Excerpts from point annotation data
================

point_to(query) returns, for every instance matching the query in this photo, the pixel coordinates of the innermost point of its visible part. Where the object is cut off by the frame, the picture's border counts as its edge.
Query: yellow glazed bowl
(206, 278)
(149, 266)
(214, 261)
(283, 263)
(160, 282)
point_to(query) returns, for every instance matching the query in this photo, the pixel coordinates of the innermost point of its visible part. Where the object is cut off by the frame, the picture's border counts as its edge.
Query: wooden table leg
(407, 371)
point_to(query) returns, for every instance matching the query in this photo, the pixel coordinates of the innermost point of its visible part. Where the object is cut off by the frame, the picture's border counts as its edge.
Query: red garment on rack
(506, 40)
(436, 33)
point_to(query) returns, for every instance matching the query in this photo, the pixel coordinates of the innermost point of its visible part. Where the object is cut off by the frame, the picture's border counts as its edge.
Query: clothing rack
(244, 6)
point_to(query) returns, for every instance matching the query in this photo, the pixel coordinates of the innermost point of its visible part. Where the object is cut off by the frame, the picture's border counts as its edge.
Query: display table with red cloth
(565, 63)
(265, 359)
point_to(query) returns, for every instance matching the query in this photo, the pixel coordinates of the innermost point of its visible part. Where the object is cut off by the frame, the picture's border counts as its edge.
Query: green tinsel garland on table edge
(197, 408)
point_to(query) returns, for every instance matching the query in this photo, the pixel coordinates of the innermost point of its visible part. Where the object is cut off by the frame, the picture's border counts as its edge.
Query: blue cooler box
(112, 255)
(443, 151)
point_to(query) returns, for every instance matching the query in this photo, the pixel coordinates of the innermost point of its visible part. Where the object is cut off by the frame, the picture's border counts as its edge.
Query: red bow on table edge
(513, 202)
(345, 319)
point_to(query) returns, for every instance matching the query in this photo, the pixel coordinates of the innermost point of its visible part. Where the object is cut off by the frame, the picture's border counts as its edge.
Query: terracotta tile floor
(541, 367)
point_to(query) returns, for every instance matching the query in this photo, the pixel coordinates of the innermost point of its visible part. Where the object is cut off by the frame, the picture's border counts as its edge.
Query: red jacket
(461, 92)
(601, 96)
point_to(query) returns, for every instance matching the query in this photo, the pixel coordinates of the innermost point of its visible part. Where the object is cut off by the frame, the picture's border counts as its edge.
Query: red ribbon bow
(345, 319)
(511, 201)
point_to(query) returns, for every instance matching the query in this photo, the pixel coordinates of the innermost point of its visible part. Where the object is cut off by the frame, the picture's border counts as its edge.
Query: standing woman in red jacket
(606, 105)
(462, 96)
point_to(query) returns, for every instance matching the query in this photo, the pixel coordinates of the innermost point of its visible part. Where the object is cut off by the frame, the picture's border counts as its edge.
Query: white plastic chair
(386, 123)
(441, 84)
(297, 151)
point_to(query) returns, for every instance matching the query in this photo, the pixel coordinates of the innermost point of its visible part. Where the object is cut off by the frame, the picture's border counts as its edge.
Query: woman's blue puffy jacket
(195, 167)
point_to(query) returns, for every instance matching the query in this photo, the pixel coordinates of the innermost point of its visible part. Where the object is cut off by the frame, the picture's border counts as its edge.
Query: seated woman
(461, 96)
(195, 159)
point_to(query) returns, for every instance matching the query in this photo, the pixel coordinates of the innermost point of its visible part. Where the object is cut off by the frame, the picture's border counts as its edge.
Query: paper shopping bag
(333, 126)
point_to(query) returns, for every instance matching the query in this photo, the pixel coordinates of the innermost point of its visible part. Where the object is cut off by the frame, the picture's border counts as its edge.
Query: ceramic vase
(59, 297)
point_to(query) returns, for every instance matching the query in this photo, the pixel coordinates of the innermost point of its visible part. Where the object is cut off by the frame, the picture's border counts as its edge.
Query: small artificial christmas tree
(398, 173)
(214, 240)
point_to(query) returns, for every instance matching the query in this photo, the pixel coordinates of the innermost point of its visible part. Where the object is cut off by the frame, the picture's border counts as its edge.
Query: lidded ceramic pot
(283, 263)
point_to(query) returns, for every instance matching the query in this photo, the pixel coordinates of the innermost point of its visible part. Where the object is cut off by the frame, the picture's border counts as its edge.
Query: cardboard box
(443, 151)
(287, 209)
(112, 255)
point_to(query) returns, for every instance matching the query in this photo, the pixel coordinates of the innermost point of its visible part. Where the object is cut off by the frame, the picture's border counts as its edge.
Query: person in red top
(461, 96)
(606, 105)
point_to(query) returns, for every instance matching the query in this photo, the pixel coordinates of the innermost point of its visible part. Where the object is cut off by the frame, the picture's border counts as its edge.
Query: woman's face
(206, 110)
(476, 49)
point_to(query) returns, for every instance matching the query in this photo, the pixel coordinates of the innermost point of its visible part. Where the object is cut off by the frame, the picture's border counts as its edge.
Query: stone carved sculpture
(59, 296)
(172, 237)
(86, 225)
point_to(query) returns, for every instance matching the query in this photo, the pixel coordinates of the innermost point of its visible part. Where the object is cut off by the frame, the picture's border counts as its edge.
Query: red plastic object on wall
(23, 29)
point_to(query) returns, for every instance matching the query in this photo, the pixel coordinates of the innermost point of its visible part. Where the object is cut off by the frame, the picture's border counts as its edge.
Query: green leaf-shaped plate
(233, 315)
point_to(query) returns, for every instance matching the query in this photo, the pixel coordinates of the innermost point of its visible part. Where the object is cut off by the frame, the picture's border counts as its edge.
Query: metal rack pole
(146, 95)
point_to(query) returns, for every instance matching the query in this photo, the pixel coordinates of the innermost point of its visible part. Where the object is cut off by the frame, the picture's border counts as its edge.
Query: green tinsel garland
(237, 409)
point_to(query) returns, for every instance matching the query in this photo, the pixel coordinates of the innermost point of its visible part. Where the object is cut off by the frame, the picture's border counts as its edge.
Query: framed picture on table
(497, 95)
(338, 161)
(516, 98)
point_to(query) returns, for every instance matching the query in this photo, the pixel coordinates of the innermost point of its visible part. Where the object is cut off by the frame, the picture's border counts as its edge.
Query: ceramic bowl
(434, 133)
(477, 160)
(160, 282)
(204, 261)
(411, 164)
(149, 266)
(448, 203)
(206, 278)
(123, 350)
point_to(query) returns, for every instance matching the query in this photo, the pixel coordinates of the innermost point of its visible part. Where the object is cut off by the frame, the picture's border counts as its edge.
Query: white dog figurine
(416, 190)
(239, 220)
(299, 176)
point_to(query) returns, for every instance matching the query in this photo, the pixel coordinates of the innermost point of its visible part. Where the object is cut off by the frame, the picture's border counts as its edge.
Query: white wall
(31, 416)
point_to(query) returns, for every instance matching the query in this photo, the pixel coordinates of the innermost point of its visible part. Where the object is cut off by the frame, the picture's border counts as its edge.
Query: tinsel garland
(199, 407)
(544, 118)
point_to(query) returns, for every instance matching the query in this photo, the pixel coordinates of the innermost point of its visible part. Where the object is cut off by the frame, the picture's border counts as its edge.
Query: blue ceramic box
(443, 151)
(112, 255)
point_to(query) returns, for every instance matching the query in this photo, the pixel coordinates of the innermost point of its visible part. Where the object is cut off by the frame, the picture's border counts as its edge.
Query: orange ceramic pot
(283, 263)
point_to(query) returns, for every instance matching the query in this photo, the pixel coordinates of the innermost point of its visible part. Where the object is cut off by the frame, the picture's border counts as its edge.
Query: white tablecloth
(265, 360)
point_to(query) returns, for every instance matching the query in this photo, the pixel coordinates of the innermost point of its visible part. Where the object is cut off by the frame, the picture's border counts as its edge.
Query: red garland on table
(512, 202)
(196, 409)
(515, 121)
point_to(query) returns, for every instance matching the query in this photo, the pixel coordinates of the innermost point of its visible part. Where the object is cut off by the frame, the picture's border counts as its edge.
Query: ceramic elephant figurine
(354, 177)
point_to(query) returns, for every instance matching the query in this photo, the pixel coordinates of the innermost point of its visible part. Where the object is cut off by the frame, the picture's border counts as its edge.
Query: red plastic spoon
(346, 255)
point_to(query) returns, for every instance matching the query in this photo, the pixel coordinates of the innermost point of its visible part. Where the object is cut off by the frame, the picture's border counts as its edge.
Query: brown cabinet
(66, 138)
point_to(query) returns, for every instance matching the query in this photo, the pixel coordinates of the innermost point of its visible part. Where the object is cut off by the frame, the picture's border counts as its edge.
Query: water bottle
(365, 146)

================

PROBLEM STATEMENT. Gather every line in the rows above that contains the string "bowl".

PROBLEM SOLUTION.
Query: yellow glazed bowl
Query: ceramic bowl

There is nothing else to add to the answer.